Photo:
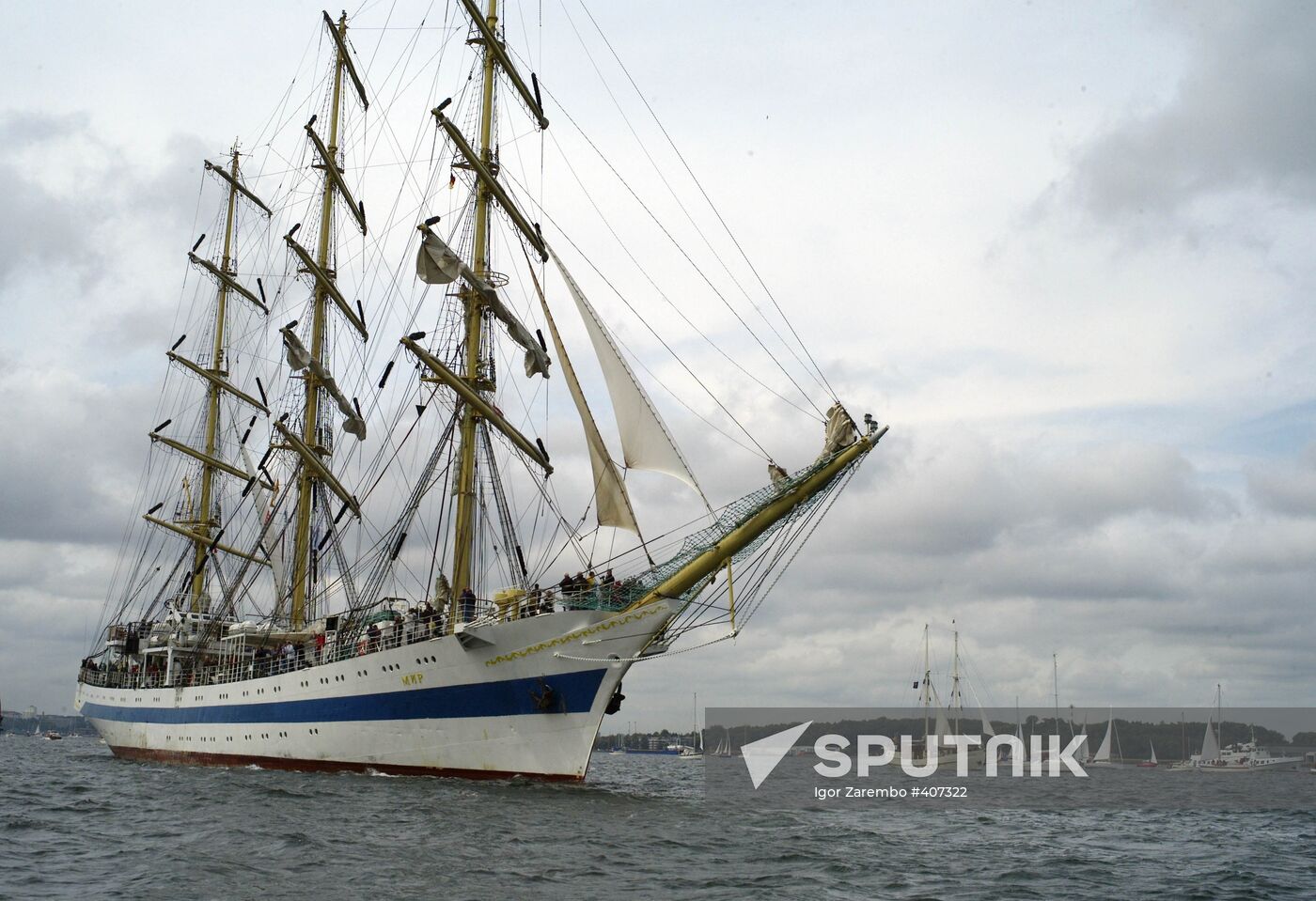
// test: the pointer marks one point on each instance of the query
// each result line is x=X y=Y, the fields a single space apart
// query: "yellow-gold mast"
x=463 y=543
x=204 y=521
x=303 y=575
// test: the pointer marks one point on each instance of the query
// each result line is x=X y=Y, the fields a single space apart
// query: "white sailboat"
x=1103 y=753
x=947 y=719
x=1151 y=762
x=305 y=595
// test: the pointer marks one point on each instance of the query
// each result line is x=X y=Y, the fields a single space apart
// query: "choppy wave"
x=78 y=824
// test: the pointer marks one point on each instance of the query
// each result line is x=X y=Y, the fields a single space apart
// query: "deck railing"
x=291 y=658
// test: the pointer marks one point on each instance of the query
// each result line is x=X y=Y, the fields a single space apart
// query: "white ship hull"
x=466 y=706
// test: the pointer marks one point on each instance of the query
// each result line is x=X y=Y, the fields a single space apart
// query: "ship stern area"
x=497 y=700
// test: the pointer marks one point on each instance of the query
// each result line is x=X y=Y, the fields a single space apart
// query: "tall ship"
x=351 y=530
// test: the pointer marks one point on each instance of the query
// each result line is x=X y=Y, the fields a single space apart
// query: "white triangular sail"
x=612 y=503
x=645 y=441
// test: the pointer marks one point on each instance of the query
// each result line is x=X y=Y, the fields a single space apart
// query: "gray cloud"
x=1286 y=487
x=1243 y=117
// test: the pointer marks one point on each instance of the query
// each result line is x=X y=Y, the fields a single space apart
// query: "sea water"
x=78 y=824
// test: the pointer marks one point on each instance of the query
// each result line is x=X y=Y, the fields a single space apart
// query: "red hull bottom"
x=201 y=759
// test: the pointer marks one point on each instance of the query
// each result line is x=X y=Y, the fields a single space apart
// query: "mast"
x=956 y=697
x=463 y=543
x=204 y=520
x=1056 y=687
x=303 y=565
x=927 y=688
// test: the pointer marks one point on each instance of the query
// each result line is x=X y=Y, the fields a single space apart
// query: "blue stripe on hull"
x=513 y=697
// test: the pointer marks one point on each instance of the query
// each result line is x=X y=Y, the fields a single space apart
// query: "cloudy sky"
x=1062 y=249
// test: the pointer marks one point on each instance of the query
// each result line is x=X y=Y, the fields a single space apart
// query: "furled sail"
x=645 y=441
x=437 y=263
x=839 y=430
x=612 y=503
x=299 y=358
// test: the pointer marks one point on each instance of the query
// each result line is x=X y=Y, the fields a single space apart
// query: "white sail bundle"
x=299 y=358
x=839 y=430
x=645 y=441
x=437 y=263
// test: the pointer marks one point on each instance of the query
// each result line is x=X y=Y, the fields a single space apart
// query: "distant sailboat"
x=1151 y=762
x=1103 y=753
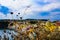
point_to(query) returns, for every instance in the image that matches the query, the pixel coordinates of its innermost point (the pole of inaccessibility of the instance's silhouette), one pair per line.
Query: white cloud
(20, 6)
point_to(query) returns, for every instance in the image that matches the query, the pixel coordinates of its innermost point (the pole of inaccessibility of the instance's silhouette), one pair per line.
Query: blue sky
(36, 9)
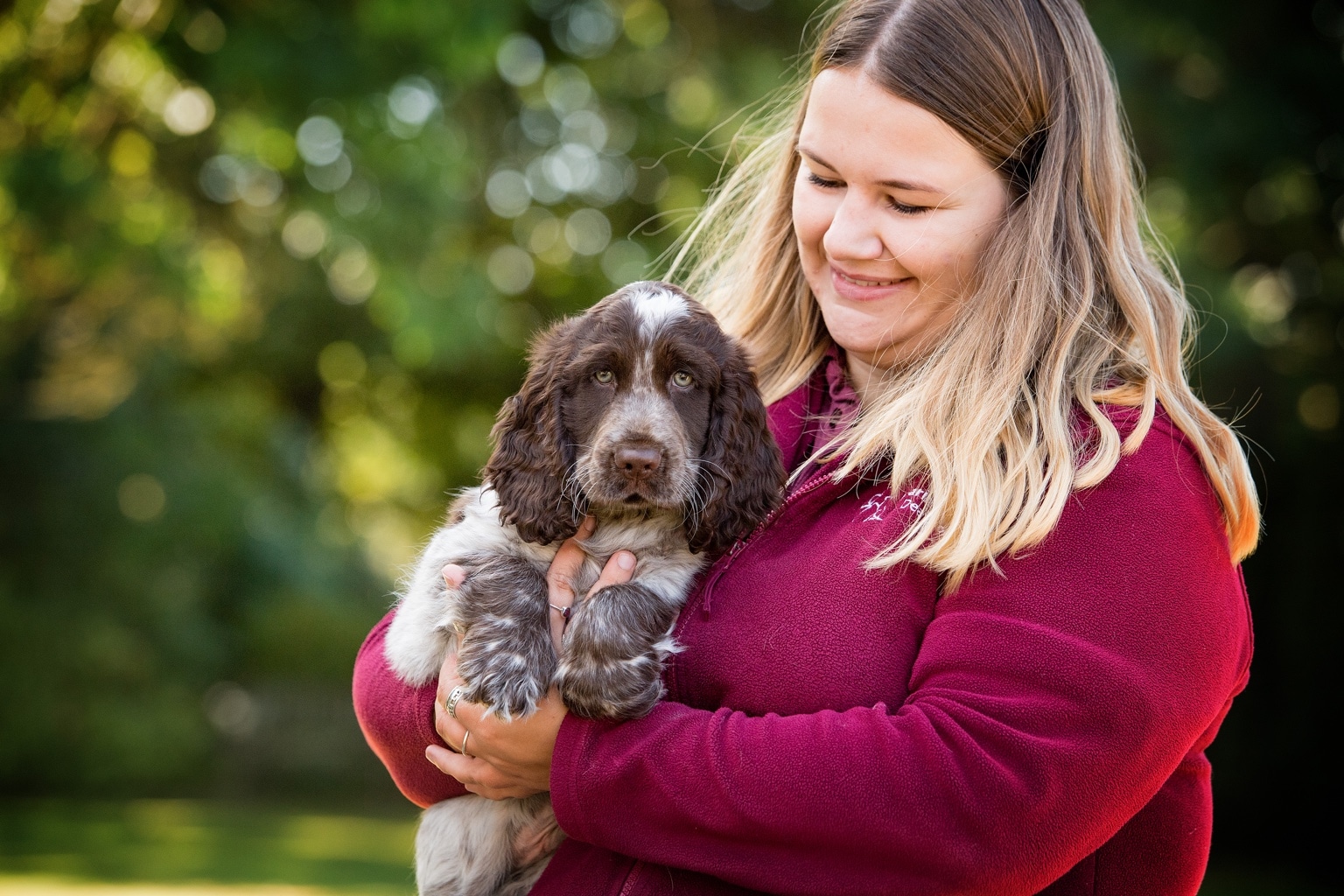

+++

◆ **Task instructions**
Output the entries exactly and keep every picture out of them.

◆ **Completed exercise**
Photo:
// test: the pointer marks one point on each instance of the query
// each result line is x=X y=Y, the fields a single space apart
// query: "yellow-gold mast"
x=463 y=543
x=204 y=521
x=303 y=575
// test: the pointer marks one point on each instance of the query
// each result line is x=X y=Y, the fields a single space apart
// query: "white sailboat"
x=1103 y=753
x=947 y=719
x=1151 y=762
x=305 y=595
// test: the pointer marks one point on each instance of the query
// each result line is x=X y=Y, the fields a single space apart
// query: "choppy wave"
x=78 y=824
// test: the pointer marks one point on each instance of the query
// each result line is x=X y=Y, the fields a single space apart
// query: "deck railing"
x=291 y=658
// test: the pointer marks one point on each instance of the query
// each result line is x=X y=Y, the fields a single space apart
// query: "white ship hull"
x=466 y=706
// test: the pointer marks one point on each instance of the query
// each result line is x=X y=Y, the fields a single space apart
// query: "ship stern area"
x=497 y=700
// test: the pointer marks one point on each instance of the query
// each result line is x=X y=Y, the fields a single space apart
// query: "tall ship"
x=351 y=530
// test: the pointer marks one point on each instance of the query
// each result line is x=X y=Y, the fields a single space apart
// query: "white triangular sail"
x=612 y=503
x=645 y=441
// test: the pointer marks one point on each instance of the query
// each result line is x=X y=Y, the fields a single space apart
// query: "gray cloud"
x=1286 y=487
x=1243 y=117
// test: the pointer marks one point on each instance of the query
// each result line is x=X y=Y, the fields a single space apart
// query: "sea water"
x=78 y=824
// test: the pointer marks one point on each instance of the query
// each result line is x=X y=Y, the fields a single space apart
// query: "red hull bottom"
x=201 y=759
// test: the pointer marks one point on each instance of the query
// each result line is x=X y=Y, the fields a single space apart
// query: "mast"
x=956 y=697
x=463 y=543
x=204 y=520
x=1056 y=687
x=303 y=565
x=927 y=688
// test: the pointer marks one point on each instance of the query
// each result line is x=X y=Y, the fields a single space apart
// query: "blue stripe on hull"
x=513 y=697
// test: the pointer marks one point on each instance of the query
// each result line is x=X y=Y, the fields a single space apart
// query: "cloudy sky"
x=1062 y=249
// test: the pointer marks one point on each instance of the query
// each result line is x=X y=Y, the fields a single space apart
// query: "furled sail"
x=645 y=441
x=437 y=263
x=839 y=430
x=612 y=503
x=299 y=358
// test: the pointer marks one point on each instance of the query
// each result line is x=X y=Y, the fields a single space apart
// query: "white sail bundle"
x=299 y=358
x=839 y=430
x=645 y=441
x=437 y=263
// test: the pointer marks one point on each instance of the query
// each result line is x=X y=Y, the fields a single space apart
// query: "distant sailboat"
x=1151 y=762
x=1103 y=753
point_to(query) returns, for every instance in the image that matches the query, the pixel coordinates of its innermost point (the pole of inaccessibility of the instance's silhouette), one pair per line.
Query: white cloud
(20, 6)
point_to(query) returns, for every instance in the image that matches the query, the pixel coordinates of its innermost point (the pole of inaccessibility of the instance's silhouette), one pair per line.
Query: blue sky
(36, 9)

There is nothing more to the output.